- _Tekstfragment_
Onderwerp: Bezoek-historie

RSJ 22/27882/GV, 14 juli 2022, beroep
Uitspraakdatum:14-07-2022

Dit onderwerp bevat de volgende rubrieken.

Nummer 22/27882/GV        

Betreft [klager]

Datum 14 juli 2022

Uitspraak van de beroepscommissie van de RSJ op het beroep van [klager] (hierna: klager)

1. De procedure

De Minister voor Rechtsbescherming (hierna: verweerder) heeft op 2 juni 2022 klagers verzoek om strafonderbreking afgewezen.

Klagers raadsman, mr. J.G. Roethof, heeft namens klager beroep ingesteld tegen deze beslissing.

De beroepscommissie heeft klager, zijn raadsman en verweerder in de gelegenheid gesteld hun standpunten schriftelijk (nader) toe te lichten.

De beroepscommissie heeft kennisgenomen van het beroepschrift, de reactie van verweerder en de overige stukken.

2. De standpunten in beroep

Standpunt van klager

Verweerder miskent de belangrijke rituele positie van klager bij het voltrekken van een huwelijk naar Hindoestaanse traditie. Daarbij is de aanwezigheid van de broer (klager) bij het huwelijk van zijn zus absoluut noodzakelijk. Dat een huwelijk te plannen valt, maakt niet dat de kwestie daarmee niet een zodanig bijzondere omstandigheid is, dat strafonderbreking moet worden verleend.

Standpunt van verweerder

Verweerder begrijpt klagers wens om bij het huwelijk van zijn zus aanwezig te zijn, maar stelt zich op het standpunt dat geen sprake is van bijzondere omstandigheden als bedoeld in artikel 34 van de Regeling tijdelijk verlaten van de inrichting (hierna: de Regeling).

- _Getoond materiaal_
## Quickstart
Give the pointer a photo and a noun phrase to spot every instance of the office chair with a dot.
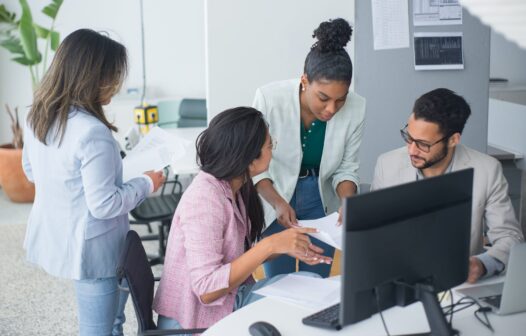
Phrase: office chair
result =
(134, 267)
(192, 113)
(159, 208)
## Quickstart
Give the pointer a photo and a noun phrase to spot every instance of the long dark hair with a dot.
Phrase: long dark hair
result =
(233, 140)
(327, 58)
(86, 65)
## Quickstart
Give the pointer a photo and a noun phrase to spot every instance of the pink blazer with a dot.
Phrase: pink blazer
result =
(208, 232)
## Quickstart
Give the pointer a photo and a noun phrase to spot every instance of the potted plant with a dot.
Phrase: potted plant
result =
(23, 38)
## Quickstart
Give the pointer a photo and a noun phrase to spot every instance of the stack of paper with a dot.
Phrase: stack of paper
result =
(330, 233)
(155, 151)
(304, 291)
--
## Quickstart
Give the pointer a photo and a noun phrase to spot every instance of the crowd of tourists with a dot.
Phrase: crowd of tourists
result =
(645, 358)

- _Wat te doen_
1. Vat de uitspraak over strafonderbreking samen in twee zinnen.
2. Wie heeft volgens de uitspraak over strafonderbreking namens klager beroep ingesteld?
3. Ga verder met de uitspraak over strafonderbreking, te beginnen na de laatste zin.

- _Verwachte antwoorden_
1. De Minister voor Rechtsbescherming wees op 2 juni 2022 het verzoek van klager om strafonderbreking af, waarna zijn raadsman namens hem beroep instelde bij de beroepscommissie van de RSJ. Klager vindt zijn aanwezigheid als broer bij het huwelijk van zijn zus volgens Hindoestaanse traditie absoluut noodzakelijk, maar de minister ziet geen bijzondere omstandigheden als bedoeld in artikel 34 van de Regeling tijdelijk verlaten van de inrichting.

2. Klagers raadsman, mr. J.G. Roethof.

3.
Daarnaast is van belang dat het Openbaar Ministerie (OM) negatief heeft geadviseerd ten aanzien van een strafonderbreking en dat uit het reclasseringsadvies blijkt dat de risico’s op recidive en letselschade worden ingeschat als gemiddeld tot hoog. Klager heeft bovendien delicten gepleegd samen met twee minderjarige familieleden. Het is bij het OM niet bekend of deze familieleden aanwezig zullen zijn bij de huwelijksvoltrekking.

Tot slot is onvoldoende duidelijk gemaakt waarom de bruiloft – juist nu klagers aanwezigheid kennelijk van belang wordt geacht – niet op voorhand kon worden uitgesteld tot na klagers invrijheidstelling. 

3. De beoordeling

Klager is sinds 24 februari 2017 gedetineerd. Hij ondergaat een gevangenisstraf van elf jaar en acht maanden met aftrek, wegens het medeplegen van (pogingen tot) straatroven en woningovervallen. De einddatum van klagers detentie is momenteel bepaald op 8 januari 2025.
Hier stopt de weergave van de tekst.